To do: Please copy the material below word for word.

Input for this task:
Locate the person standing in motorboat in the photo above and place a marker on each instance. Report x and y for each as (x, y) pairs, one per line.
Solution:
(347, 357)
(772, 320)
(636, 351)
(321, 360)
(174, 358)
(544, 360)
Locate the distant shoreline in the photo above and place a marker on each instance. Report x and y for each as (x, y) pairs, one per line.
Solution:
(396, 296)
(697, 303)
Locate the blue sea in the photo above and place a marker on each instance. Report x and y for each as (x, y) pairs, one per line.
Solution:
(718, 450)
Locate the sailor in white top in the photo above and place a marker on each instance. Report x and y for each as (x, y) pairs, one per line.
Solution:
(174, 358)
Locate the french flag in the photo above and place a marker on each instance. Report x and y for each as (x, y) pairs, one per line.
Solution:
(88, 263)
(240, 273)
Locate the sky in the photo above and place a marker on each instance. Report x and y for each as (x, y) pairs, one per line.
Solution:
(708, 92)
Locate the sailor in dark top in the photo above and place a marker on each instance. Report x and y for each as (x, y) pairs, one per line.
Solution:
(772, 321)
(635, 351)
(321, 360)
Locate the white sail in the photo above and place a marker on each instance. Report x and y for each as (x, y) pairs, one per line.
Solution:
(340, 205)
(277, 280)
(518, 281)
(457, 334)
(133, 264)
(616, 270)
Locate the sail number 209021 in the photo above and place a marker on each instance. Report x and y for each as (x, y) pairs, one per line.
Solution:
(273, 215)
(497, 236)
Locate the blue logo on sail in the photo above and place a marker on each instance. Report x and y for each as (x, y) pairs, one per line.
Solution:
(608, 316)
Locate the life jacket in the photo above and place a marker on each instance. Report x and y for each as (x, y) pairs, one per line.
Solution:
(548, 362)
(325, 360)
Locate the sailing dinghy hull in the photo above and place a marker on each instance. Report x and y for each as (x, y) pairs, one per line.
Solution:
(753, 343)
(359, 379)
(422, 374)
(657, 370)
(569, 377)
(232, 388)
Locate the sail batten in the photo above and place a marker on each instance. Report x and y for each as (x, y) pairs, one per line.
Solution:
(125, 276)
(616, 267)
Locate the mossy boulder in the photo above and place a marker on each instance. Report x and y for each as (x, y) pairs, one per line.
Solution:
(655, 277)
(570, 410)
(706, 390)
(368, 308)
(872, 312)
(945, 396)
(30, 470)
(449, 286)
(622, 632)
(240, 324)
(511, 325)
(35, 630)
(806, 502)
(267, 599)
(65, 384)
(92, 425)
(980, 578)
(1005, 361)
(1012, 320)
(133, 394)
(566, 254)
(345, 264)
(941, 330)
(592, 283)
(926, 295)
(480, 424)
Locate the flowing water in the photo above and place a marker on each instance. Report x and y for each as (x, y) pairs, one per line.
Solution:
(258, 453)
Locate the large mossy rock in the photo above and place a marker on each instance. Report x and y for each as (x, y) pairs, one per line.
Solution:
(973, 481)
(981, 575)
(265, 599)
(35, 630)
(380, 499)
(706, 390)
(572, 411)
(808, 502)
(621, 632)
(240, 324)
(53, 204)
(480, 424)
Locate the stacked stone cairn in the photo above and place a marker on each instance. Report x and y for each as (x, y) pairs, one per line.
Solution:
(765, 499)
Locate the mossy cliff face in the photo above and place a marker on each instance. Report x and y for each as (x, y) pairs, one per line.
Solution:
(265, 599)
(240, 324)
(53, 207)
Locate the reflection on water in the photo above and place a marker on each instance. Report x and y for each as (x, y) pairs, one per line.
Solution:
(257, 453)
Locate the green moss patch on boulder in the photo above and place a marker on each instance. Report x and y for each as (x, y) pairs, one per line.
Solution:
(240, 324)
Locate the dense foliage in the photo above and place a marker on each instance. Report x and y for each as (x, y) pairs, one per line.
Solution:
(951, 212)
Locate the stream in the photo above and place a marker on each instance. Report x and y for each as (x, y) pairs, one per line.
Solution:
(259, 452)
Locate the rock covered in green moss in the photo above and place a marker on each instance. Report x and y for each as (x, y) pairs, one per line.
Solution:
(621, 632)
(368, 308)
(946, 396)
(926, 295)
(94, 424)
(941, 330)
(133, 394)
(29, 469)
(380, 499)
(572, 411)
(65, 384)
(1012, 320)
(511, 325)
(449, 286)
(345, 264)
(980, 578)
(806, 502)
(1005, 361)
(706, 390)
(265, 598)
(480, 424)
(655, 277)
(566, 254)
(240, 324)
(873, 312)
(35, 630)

Exercise output:
Locate the person standing in motorboat in the photo above and place a marker on each instance. Report x and y for each as (x, y) pairs, one per line.
Solution:
(347, 357)
(772, 320)
(636, 351)
(321, 360)
(174, 358)
(544, 360)
Locate the distant shoreline in the photo above and place a marker on each instance. Report x and y for each as (x, y) pairs, one per line.
Solution:
(396, 296)
(697, 303)
Locate the blue sea in the photo above and place a marker on each instance. Report x and y for each as (x, y) pairs, one per line.
Solution:
(718, 450)
Locate the sailor in white top in the photo above and place a marker on each instance. Report x and y for each as (x, y) pairs, one per line.
Solution:
(174, 358)
Locate the french flag in the photo above and place a marker on each instance. Report x and y for each as (x, y) pairs, one per line.
Solution:
(88, 263)
(240, 273)
Locate the sky in the photo above and place a marker on each instance. Report x and y for each as (x, y) pairs, one per line.
Solution:
(708, 92)
Locate the sailor in dark top in the photo above and place a marker on each instance. Report x and y for each as (x, y) pairs, one per line.
Solution:
(772, 321)
(635, 351)
(321, 360)
Locate the white sail in the photo above and place a marker on each instance. Report x and y for each as (x, y) pairs, one per line.
Solution:
(340, 205)
(277, 280)
(518, 281)
(457, 334)
(133, 264)
(616, 270)
Locate the sail number 209021 in the photo above and place a marker on each instance. Report x and y for each as (x, y) pairs, one per line.
Solution:
(273, 215)
(497, 236)
Locate the blue logo on sail in the photo above and place a marker on each instance. Report x and y for each as (x, y) pairs, one per line.
Solution:
(608, 316)
Locate the life jacket in the photo above and place a marker on each instance. Report x and y for each as (x, y) pairs, one per line.
Solution:
(548, 362)
(325, 360)
Locate the sailing dinghy hull in the photo above and place a marker on each instance. Report x and y for each as (x, y) pairs, one per line.
Solution:
(753, 343)
(359, 379)
(422, 374)
(657, 370)
(569, 377)
(232, 388)
Locate the sail batten in the photo above and place a marker on each instance. Report x and y for each as (x, y) pairs, one per line.
Solution:
(125, 276)
(616, 267)
Locate the mossy boulder in the photo above and place a marker on each instance. Report x and y for each as (x, y) pairs, one per line.
Solution:
(655, 277)
(570, 410)
(706, 390)
(368, 308)
(872, 312)
(945, 396)
(30, 470)
(449, 286)
(622, 632)
(240, 324)
(511, 325)
(35, 630)
(806, 502)
(267, 599)
(65, 384)
(92, 425)
(980, 578)
(1005, 361)
(1012, 320)
(133, 394)
(566, 254)
(345, 264)
(941, 330)
(592, 283)
(926, 295)
(480, 424)
Locate the flowing water in the photo above and place a marker on each instance. Report x and y for each as (x, y) pairs, one per line.
Solution:
(258, 453)
Locate the large mossy rock in the photo above and place a marker on each instance. Report x and y for each as (x, y) pairs, one per line.
Solution:
(973, 481)
(981, 575)
(265, 599)
(35, 630)
(380, 499)
(706, 390)
(572, 411)
(808, 502)
(621, 632)
(240, 324)
(53, 204)
(480, 424)
Locate the stacked stone cairn in the photo above and place a marker on each instance. Report x and y for each as (x, y) pairs, one per line.
Solution:
(765, 499)
Locate the mossy cliff face in the photo above and place a marker on each instance. Report x and y for each as (x, y) pairs, one per line.
Solution:
(265, 599)
(240, 324)
(53, 207)
Locate the reflection on water in the photo above and place a marker on each instance. Report x and y for each as (x, y) pairs, one per line.
Solution:
(257, 453)
Locate the green moss patch on boulder in the photo above and place a marker on each instance. Report x and y for each as (x, y) pairs, one per line.
Solution:
(240, 324)
Locate the dense foliage in the photo above and place a marker on each instance. Report x and y for each as (x, y) pairs, one per line.
Solution:
(951, 212)
Locate the stream in the photo above and place a marker on each instance. Report x and y for each as (x, y) pairs, one per line.
Solution:
(259, 452)
Locate the rock covered in green moss in the photo above and place a marker on each instance. Report x and y for each as (x, y) pairs, one per line.
Solution:
(621, 632)
(368, 308)
(946, 396)
(926, 295)
(94, 424)
(941, 330)
(133, 394)
(29, 469)
(380, 499)
(572, 411)
(65, 384)
(1012, 320)
(511, 325)
(449, 286)
(345, 264)
(980, 578)
(806, 502)
(1005, 361)
(706, 390)
(265, 598)
(480, 424)
(655, 277)
(566, 254)
(240, 324)
(873, 312)
(35, 630)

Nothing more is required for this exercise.